Set down each line of the material that follows exactly, and leave its pictures out.

<<<<

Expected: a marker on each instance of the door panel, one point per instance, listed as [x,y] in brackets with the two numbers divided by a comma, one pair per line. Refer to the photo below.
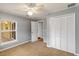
[71,33]
[63,33]
[57,31]
[34,31]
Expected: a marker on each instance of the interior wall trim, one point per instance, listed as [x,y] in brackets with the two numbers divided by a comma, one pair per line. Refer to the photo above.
[14,46]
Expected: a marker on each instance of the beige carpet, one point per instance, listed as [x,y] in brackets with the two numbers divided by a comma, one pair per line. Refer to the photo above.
[34,49]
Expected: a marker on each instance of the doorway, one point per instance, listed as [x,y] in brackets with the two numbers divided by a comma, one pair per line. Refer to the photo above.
[36,30]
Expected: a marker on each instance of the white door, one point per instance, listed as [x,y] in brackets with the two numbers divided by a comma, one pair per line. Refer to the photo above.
[40,29]
[57,32]
[63,32]
[71,32]
[34,31]
[51,32]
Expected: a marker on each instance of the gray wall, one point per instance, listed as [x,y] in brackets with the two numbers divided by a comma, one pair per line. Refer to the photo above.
[23,29]
[70,10]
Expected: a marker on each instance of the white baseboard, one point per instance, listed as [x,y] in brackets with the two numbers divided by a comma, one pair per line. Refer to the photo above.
[76,54]
[15,45]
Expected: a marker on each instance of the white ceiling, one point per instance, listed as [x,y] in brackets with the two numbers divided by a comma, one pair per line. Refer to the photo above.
[15,8]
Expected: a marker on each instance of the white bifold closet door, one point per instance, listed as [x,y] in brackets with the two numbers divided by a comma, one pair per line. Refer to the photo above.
[51,32]
[57,32]
[34,31]
[71,33]
[61,31]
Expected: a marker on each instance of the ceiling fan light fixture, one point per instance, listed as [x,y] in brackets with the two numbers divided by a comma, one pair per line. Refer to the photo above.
[30,13]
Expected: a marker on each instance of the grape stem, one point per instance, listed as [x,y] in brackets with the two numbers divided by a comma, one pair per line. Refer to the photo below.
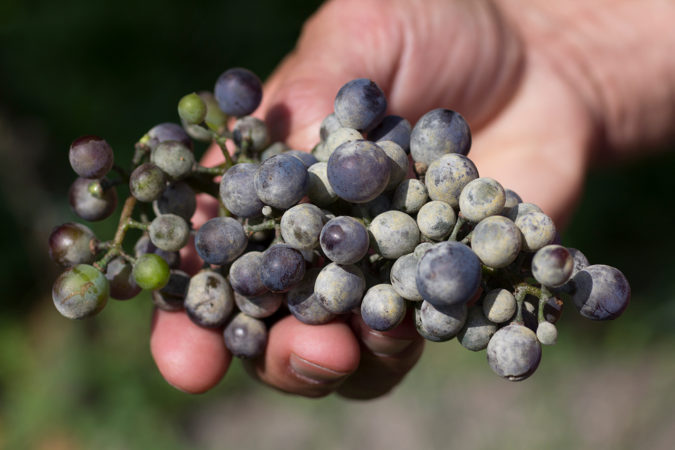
[122,226]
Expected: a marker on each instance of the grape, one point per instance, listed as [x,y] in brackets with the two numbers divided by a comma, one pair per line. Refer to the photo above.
[446,177]
[360,104]
[307,158]
[512,200]
[437,133]
[521,209]
[422,248]
[499,305]
[245,275]
[172,296]
[169,232]
[275,149]
[373,208]
[282,268]
[319,189]
[151,271]
[547,333]
[449,273]
[174,158]
[336,139]
[91,157]
[402,277]
[580,260]
[238,92]
[245,337]
[145,245]
[329,124]
[192,109]
[215,119]
[81,291]
[409,196]
[392,128]
[166,132]
[552,265]
[394,234]
[382,309]
[237,191]
[304,304]
[538,230]
[252,132]
[281,181]
[220,240]
[514,352]
[260,306]
[301,226]
[344,240]
[71,244]
[209,300]
[398,163]
[120,279]
[358,171]
[496,241]
[147,182]
[602,292]
[477,331]
[481,198]
[436,220]
[88,206]
[439,325]
[177,198]
[340,287]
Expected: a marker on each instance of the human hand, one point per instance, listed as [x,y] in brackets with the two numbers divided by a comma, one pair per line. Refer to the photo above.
[533,130]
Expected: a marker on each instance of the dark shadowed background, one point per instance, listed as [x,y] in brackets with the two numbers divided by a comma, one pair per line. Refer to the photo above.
[115,69]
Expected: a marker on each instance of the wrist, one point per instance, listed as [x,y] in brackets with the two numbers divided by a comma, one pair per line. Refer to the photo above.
[614,57]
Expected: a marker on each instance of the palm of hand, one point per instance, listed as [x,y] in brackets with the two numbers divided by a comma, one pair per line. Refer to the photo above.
[530,132]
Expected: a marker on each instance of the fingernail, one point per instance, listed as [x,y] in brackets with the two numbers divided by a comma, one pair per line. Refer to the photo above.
[313,372]
[383,345]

>>>>

» **Written answer**:
Expected: a marker on each instance of the door panel, one point per instance, listed as [x,y] in brackets with the two numbers divided by a comma, one pair per line. Refer to the photo below.
[71,33]
[63,33]
[57,31]
[34,31]
Expected: a marker on each instance of the interior wall trim, one point per instance, listed as [x,y] in brackets with the two numbers divided by a comma, one pair per line. Refer to the photo above.
[14,46]
Expected: a marker on each instance of the beige carpet, one point per instance, listed as [x,y] in brackets with the two numbers divided by a comma, one pair per line. Refer to the photo above.
[34,49]
Expected: a marker on each instance of the doorway, one point per instance, listed as [x,y] in brackets with the two numbers divided by a comma, one pair per line. Refer to the photo above.
[36,30]
Expected: a marker on each instance of the white door, one point per instance, listed as [x,y] in brackets with the two numbers divided by a comma, one pair per line. Refer to the photo above.
[40,29]
[57,32]
[63,32]
[71,32]
[34,31]
[51,32]
Expected: a marker on each instance of the gray wall, one point per instance, listed as [x,y] in brackets with the two numbers divided by a comma, one pair per line. Refer to the photo above.
[23,29]
[70,10]
Expected: a marker on each instance of the white baseboard, one point per instance, listed as [x,y] in brackets with the two numbers divided by a comma, one pair per line. Refer to the photo above.
[76,54]
[15,45]
Expected: a marker on each instance of the white ceiling, one point per instance, listed as [x,y] in brackets with the two numbers divided by a comma, one pair per line. Refer to the photo above.
[15,8]
Expected: a marker on each instance of the white bifold closet door, one point per instance, listed as [x,y] in brackets with the two numbers divided by a comma, one pair per line. Refer to the photo above.
[51,32]
[57,32]
[34,31]
[71,33]
[61,31]
Expected: a marker on each instance of the ceiling fan light fixture, one point per instance, listed as [x,y] in brackets with the two numbers divided by a comma, one pair per line. Refer to the photo above.
[30,13]
Expected: a marker on each instance of the grape stem, one point per instance, listed as [x,y] in brackets with the two numbers divided by a comma, one pair per line. Refer to the photo below.
[122,226]
Expected: a marker on each instance of the grape, one point per instance, listed as [x,y] in brackets with the two numbers divided by a comma, one pair per line. Refer to the photo above.
[446,177]
[360,104]
[307,158]
[512,200]
[437,133]
[521,209]
[422,248]
[499,305]
[245,275]
[172,296]
[169,232]
[275,149]
[373,208]
[282,268]
[319,189]
[151,271]
[547,333]
[449,273]
[174,158]
[336,139]
[91,157]
[402,277]
[580,260]
[238,92]
[245,337]
[145,245]
[329,124]
[192,109]
[215,119]
[81,291]
[409,196]
[392,128]
[166,132]
[552,265]
[394,234]
[382,309]
[237,191]
[304,304]
[538,230]
[252,132]
[281,181]
[220,240]
[514,352]
[260,306]
[301,226]
[344,240]
[71,244]
[209,300]
[398,163]
[120,279]
[358,171]
[496,241]
[147,182]
[602,292]
[477,331]
[481,198]
[436,220]
[88,206]
[439,325]
[177,198]
[340,287]
Expected: a marker on each instance of the human hand, one point per instance, listed as [x,y] in brackets with the two numbers divided by a comma, one pair per line. Refer to the photo above.
[533,130]
Expected: a marker on each instance of the dark shadowed background, one point per instance, listed as [x,y] in brackets with the two numbers divided by a comma, one pair per line. Refer to the photo above.
[115,69]
Expected: a marker on each instance of the wrist, one point per instance, listed as [x,y] in brackets with the two numbers divided by a comma, one pair per line. Refer to the photo above.
[614,57]
Expected: a marker on each instance of the palm of hand, one point per instance, listed as [x,y] in brackets with the two numbers divided by a comma, one pair per line. Refer to the photo above.
[530,132]
Expected: a marker on each instance of the fingernail, one point per instance, listed as [x,y] in brackets with the two numbers divided by a comma, one pair per line. Refer to the photo above.
[313,372]
[383,345]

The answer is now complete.